In August 2024, six sport governing bodies in Paniai, which were billiard, karate, taekwondo, athletics, and volleyball, issued a motion of no confidence against Nawipa after he announced his regential candidacy in the 2024 Paniai Regent election, prompting them to organize a conference to elect a new chairman of Paniai's KONI to prevent power of vacuum within the organization. Twenty participants were present in the conference, and they elected Martinus Pigai as the chairman for the 2024–2026 term. Responding to this conference, Nawipa said that the event was illegal and there were only three sporting bodies operated legally in Paniai, which were athletics, badminton, and billiards.

== Regent of Paniai ==
Nawipa ran for the regent candidate with his mate Ham Yogi for the 2025–2030 term at 2024 Paniai Regency election. The candidate received endorsement from Indonesian Democratic Party of Struggle and Indonesian Democratic Party of Struggle parties. During the campaign the candidate promised to reform bureaucracy, improve health and education quality, even distribution of infrastructure development, develop economy based on knowledge on high-value-added sectors, and build People-Centered Economy. The candidate won the election by receiving 54.763 votes.

After the election, Neson Uti and Jhon Deki Yogi accused the General Elections Commission (KPU) of Paniai of bribing the Nabire police to secure victory for the Nawipa-Yogi ticket. However, the General Elections Commission (KPU) of Paniai denied the bribery allegation to secure a victory for Nawipa-Yogi ticket and the Constitutional Court rejected the election dispute lawsuit. Prabowo Subianto swore him at Merdeka Palace on 20 February 2025 with 960 other regional heads. The previous Acting Paniai Regent, Martha Pigome, carried out a handover over her office to him on 3 March 2025.

=== Development ===
Nawipa stated that development would be prioritized in villages. To develop village, he stated that fish ponds, fruit farmers, coffee farmers, local food crop farmers, vegetable farmers, chicken farmers, pig farmers must present in the place. Under Nawipa's leadership, Paniai Regency earned the award as the Best performance in Village Fund disbursement in Central Papua on 18 June 2026. He provided equipment and uniforms to the porters and motorbike to motorcycle driver to support people's economy. On 29 June 2026, he inaugurated the former Nabire Regent statue, Karel Gobai.

_Study questions_
**1.** Using the passage about Nawipa, decide whether each statement agrees with it, answering yes or no and quoting the deciding words: (a) Martinus Pigai was elected chairman for the 2024–2026 term. (b) Prabowo Subianto swore Nawipa in at Merdeka Palace on 3 March 2025. (c) The Constitutional Court upheld the election dispute lawsuit.
**2.** Render this sentence from the passage about Nawipa in Spanish: "Nawipa stated that development would be prioritized in villages."
**3.** Transcribe the passage about Nawipa from "After the election, Neson" to "3 March 2025.".
The material plays no part in this work.

_Material shown_
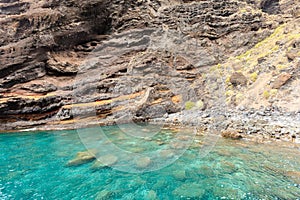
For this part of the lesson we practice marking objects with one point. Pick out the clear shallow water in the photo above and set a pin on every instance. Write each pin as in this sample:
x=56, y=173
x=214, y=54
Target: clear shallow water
x=33, y=166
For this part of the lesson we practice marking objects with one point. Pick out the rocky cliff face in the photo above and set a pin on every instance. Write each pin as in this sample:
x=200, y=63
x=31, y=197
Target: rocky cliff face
x=82, y=62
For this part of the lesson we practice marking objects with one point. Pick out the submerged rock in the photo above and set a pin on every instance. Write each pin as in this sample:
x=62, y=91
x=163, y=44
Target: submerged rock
x=143, y=162
x=232, y=134
x=151, y=195
x=179, y=175
x=189, y=191
x=105, y=161
x=104, y=195
x=294, y=175
x=82, y=158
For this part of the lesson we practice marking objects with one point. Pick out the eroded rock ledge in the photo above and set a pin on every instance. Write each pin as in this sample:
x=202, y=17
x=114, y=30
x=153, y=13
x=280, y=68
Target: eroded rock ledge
x=73, y=63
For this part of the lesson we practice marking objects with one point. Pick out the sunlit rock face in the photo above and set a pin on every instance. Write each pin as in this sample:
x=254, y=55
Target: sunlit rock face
x=117, y=61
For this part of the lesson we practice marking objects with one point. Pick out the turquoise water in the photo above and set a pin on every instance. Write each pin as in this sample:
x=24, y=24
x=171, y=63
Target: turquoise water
x=33, y=166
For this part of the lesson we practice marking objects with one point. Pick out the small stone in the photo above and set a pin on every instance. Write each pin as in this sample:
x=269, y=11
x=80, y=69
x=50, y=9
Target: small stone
x=238, y=78
x=281, y=80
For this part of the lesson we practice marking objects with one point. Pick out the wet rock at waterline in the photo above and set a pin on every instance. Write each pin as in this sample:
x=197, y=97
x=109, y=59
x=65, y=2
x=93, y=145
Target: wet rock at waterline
x=232, y=134
x=82, y=158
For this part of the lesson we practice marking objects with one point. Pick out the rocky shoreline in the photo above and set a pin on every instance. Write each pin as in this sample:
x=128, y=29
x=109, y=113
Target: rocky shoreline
x=259, y=126
x=264, y=126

_Exercise solutions_
**1.**
(a) Yes: "they elected Martinus Pigai as the chairman for the 2024–2026 term"
(b) No: "Prabowo Subianto swore him at Merdeka Palace on 20 February 2025"
(c) No: "the Constitutional Court rejected the election dispute lawsuit"

**2.** Nawipa afirmó que el desarrollo se priorizaría en las aldeas.

**3.**
After the election, Neson Uti and Jhon Deki Yogi accused the General Elections Commission (KPU) of Paniai of bribing the Nabire police to secure victory for the Nawipa-Yogi ticket. However, the General Elections Commission (KPU) of Paniai denied the bribery allegation to secure a victory for Nawipa-Yogi ticket and the Constitutional Court rejected the election dispute lawsuit. Prabowo Subianto swore him at Merdeka Palace on 20 February 2025 with 960 other regional heads. The previous Acting Paniai Regent, Martha Pigome, carried out a handover over her office to him on 3 March 2025.